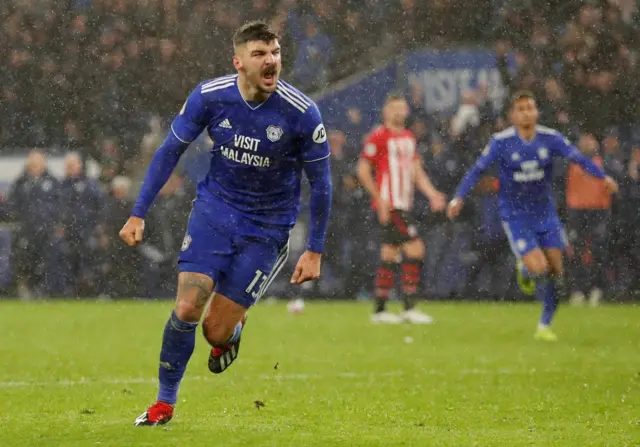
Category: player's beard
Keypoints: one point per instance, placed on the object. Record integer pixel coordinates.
(268, 79)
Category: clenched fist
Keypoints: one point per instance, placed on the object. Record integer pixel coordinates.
(132, 231)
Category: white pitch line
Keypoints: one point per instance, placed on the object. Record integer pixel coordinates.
(275, 376)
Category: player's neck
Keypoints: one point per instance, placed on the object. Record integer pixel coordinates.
(249, 92)
(394, 128)
(527, 134)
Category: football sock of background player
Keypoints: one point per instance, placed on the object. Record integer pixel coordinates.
(178, 341)
(548, 288)
(411, 271)
(385, 280)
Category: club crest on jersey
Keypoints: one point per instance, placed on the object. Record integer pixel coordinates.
(274, 133)
(543, 153)
(186, 242)
(319, 134)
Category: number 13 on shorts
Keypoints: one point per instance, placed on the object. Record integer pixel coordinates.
(257, 286)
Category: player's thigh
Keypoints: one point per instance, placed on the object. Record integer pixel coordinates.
(254, 266)
(524, 245)
(551, 234)
(389, 253)
(414, 249)
(194, 290)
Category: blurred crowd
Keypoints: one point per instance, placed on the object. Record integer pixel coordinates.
(102, 77)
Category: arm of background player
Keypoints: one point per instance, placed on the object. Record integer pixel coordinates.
(472, 176)
(317, 167)
(567, 150)
(185, 128)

────────

__Written request__. Set down every entry word for word, but omit the pictures.

__Response to the task__.
Category: player's beard
Keypoints: one point per instance, placed on the object. Record integer pixel coordinates.
(268, 79)
Category: clenched fist
Keypoints: one point per instance, placed on the object. Record integer pixel coordinates.
(132, 231)
Category: white pitch line
Keypoints: one point per instance, placed on the object. Record integer pixel coordinates.
(275, 376)
Category: player's neck
Keypoints: one point per instance, placed on the object. Record integer pixel coordinates.
(249, 92)
(394, 128)
(527, 134)
Category: football sock of background player
Keypoints: one point per instance, placed on the object. Record integer pixel coordinates.
(178, 341)
(548, 288)
(411, 271)
(385, 280)
Category: club crest on jersey
Keypoints: one point per instance, placed on the object. Record integer pixel coordinates.
(274, 133)
(543, 153)
(186, 242)
(319, 134)
Category: number 13 on shorts
Keypoints: one point per instance, placed on the object. Record integer pixel coordinates.
(257, 286)
Category: player's thigh
Keypoints: one point per instance, placed on the object. Record integer pixel coordinates.
(254, 266)
(524, 245)
(551, 234)
(389, 253)
(414, 249)
(194, 290)
Category: blurred crowd
Keypoints: one point per instance, placed on the object. Record integer pixel coordinates.
(102, 77)
Category: arm of background player
Keypoints: one point per instance, placed on the object. Record integer pixel coordinates.
(472, 176)
(317, 167)
(567, 150)
(185, 128)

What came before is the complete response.